- _Exercise instructions_
Print word for word the part of the passage on sustainable space exploration starting at "Sustainable exploration means" and ending at "moral decisions accordingly.".

- _Text block_
####

2. On the concept of Sustainable Exploration

The human race should not simply explore space. For moral beings, all choices, actions and activities also have a moral dimension. Space exploration is no exception: our policies and decisions always reflect our underlying moral values, whether we are conscious of what those values are or not. We can explore space economically, in a spirit of international cooperation and peace. It is easy to see how these underlying abstract principles can have a huge impact on the manner in which the actual project is carried out. So, I suggest that we should, above all else, explore space sustainably.

Sustainable exploration means considering all our activities from a wider historical perspective and taking into account the long term consequences of our planned actions. It is closely related to Aristotle’s concept of prudence (Aristotle 1980.) According to Aristotle, a prudent person is one who is able to deliberate carefully concerning what is good and expedient for his living well in general, not only in questions regarding some particular, small-scale matters. In other words, a prudent person is one who can see the big picture behind everyday decisions. Such a person understands what are important constituents of a good life and what are less important or even harmful in the great scheme of things, and is able to make his moral decisions accordingly.

In space exploration, seeing the big picture is difficult. While few space professionals would actually advocate a slash and burn philosophy for space exploration, some have also advocated the exploitation of land rights and mineral resources of Mars so as to fund a mission to Mars and the colonization of the red planet (Joseph 2010), and some might choose to turn a blind eye to the occassional pollution or degradation event in favor of budgets, project timelines or personal advancement (Williamson 2003). Space exploration is no different than other ambitious pursuits, in that lowering and compromising ethical standards often seems beneficial. This "benefit" usually refers specifically to short-term benefits as seen on Williamson’s examples. The "human nature" mentioned by Williamson, can be interpreted to mean the persistent human tendency to think that temporal closeness means greater importance. The concept of sustainability can challenge this view. However, it needs to be incorporated into the architecture of the exploration effort, specifically into the COSPAR planetary protection policy (COSPAR 2005, Rummel et al. 2010), and not left as a concern of individual researchers or project participants.

Explorative science is characterized by the need to act in epistemically imperfect conditions, that is, in conditions characterized by uncertainty and ignorance about facts normally considered important for moral decision making. In a new environment, it is very difficult to properly anticipate all possible scenarios or weigh the actual risks attached to suggested actions. In a Mars mission, this condition is highlighted since communication to Earth will be slow. Astronauts will need to be able to make big moral decisions independently, without consultation with the mission control center on Earth. In making such decisions, there is great ignorance regarding important factors that might affect our decisionmaking. In risk theory, Aven and Renn (2009) have stated that "Risk refers to uncertainty about and severity of the events and consequences (or outcomes) of an activity with respect to something that humans value." Arnould and Debus (2008) have elegantly summed up the problem: in an ideal world, we would wait until we understood things before we did them. But in the actual world, we usually need to act in partial ignorance in order to gain understanding. Somewhere along the journey from ignorance to understanding, is experience.

####

- _Data listing_
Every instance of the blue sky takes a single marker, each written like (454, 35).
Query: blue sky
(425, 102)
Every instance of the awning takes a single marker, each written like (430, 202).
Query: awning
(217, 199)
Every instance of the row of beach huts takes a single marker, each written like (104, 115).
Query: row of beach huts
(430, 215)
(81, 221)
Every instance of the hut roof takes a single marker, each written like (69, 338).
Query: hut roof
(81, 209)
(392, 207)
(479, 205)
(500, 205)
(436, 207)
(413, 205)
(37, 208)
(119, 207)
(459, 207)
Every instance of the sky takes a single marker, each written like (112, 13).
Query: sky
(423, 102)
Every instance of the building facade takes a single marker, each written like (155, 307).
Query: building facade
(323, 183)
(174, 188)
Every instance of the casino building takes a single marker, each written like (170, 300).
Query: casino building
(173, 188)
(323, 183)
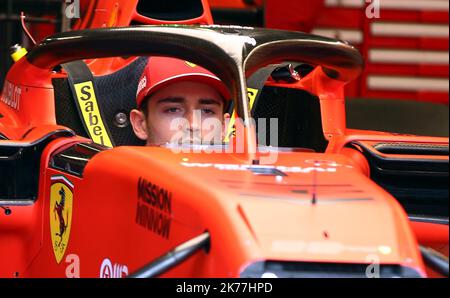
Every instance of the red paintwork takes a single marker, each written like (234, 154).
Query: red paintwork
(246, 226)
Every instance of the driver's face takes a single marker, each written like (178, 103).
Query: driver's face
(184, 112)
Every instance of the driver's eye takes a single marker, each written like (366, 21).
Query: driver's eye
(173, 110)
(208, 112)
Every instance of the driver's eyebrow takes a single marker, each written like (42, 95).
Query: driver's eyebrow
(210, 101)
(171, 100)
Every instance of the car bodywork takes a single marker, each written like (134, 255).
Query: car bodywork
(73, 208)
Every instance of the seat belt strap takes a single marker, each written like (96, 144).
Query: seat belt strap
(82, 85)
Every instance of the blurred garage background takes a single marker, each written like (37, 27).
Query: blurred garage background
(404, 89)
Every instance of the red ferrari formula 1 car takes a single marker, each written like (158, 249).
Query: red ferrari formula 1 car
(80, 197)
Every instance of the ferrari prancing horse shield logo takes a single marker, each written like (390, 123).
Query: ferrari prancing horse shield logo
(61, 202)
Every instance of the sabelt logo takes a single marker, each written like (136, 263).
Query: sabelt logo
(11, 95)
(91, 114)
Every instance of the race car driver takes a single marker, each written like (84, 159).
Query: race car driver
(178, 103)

####

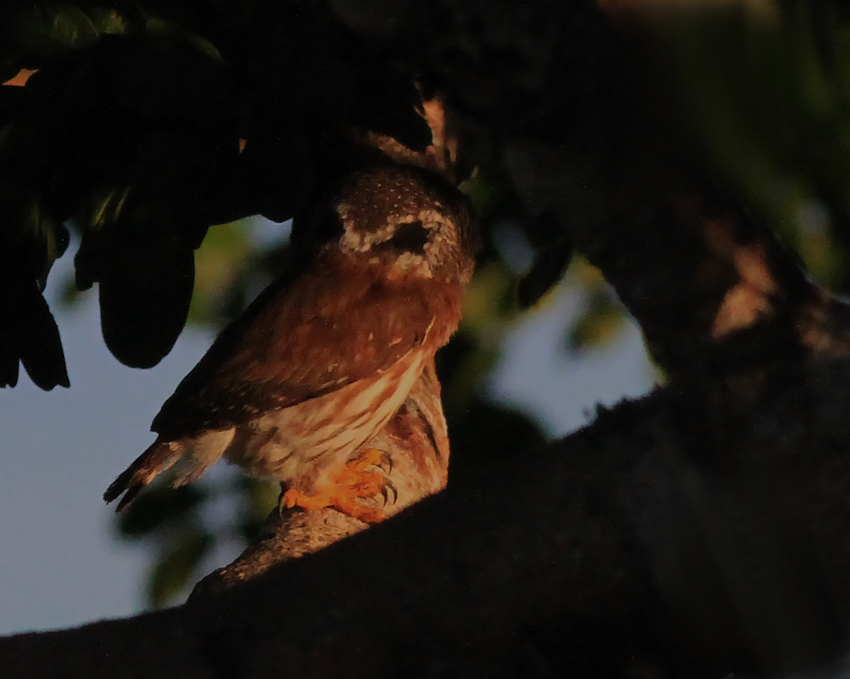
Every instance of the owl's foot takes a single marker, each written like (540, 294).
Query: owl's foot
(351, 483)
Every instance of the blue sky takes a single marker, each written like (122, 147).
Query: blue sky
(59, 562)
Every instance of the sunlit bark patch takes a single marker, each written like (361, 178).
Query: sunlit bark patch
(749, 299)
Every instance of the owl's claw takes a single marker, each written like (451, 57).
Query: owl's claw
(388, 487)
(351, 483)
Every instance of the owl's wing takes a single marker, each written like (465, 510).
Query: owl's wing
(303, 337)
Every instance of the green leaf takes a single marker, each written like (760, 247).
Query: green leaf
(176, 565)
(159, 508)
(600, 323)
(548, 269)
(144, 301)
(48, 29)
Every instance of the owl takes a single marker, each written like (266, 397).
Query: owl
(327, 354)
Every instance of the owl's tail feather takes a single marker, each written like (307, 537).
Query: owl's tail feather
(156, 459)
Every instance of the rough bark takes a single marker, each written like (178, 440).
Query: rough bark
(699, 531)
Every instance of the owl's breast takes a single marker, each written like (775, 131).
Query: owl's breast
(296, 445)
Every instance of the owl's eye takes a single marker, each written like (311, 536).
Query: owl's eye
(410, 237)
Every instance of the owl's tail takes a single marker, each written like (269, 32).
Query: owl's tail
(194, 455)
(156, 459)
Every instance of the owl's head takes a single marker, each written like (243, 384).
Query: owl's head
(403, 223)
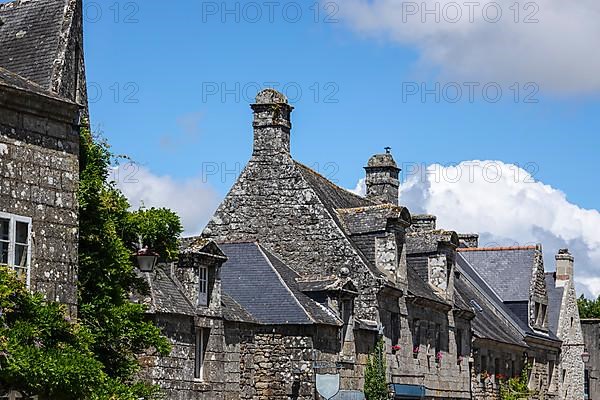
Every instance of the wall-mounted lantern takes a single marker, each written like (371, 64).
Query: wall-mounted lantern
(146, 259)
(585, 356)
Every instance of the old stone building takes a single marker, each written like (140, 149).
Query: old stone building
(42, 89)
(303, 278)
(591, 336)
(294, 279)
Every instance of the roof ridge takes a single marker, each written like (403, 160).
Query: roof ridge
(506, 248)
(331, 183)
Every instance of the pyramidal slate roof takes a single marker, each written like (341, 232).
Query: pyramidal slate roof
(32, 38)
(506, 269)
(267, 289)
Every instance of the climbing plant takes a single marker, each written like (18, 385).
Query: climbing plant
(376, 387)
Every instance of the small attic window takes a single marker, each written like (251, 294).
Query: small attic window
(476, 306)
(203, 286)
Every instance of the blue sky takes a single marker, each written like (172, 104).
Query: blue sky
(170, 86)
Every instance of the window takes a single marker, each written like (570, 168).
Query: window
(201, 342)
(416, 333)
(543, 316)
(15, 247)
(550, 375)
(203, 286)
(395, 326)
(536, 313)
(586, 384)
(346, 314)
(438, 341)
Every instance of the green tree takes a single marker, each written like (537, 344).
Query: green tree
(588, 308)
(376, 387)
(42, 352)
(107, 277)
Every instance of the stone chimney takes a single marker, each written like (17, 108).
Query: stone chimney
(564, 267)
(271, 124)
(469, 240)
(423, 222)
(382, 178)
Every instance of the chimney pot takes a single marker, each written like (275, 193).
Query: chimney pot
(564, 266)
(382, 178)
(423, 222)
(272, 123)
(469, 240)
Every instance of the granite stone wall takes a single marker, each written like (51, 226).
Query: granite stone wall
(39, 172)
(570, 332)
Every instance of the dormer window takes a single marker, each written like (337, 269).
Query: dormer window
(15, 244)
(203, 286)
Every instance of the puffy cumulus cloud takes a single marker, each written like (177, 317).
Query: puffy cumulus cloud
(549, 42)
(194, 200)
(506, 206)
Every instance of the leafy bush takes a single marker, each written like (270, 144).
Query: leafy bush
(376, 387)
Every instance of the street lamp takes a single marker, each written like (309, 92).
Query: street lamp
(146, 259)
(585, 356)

####

- _Exercise solution_
Sustainable exploration means considering all our activities from a wider historical perspective and taking into account the long term consequences of our planned actions. It is closely related to Aristotle’s concept of prudence (Aristotle 1980.) According to Aristotle, a prudent person is one who is able to deliberate carefully concerning what is good and expedient for his living well in general, not only in questions regarding some particular, small-scale matters. In other words, a prudent person is one who can see the big picture behind everyday decisions. Such a person understands what are important constituents of a good life and what are less important or even harmful in the great scheme of things, and is able to make his moral decisions accordingly.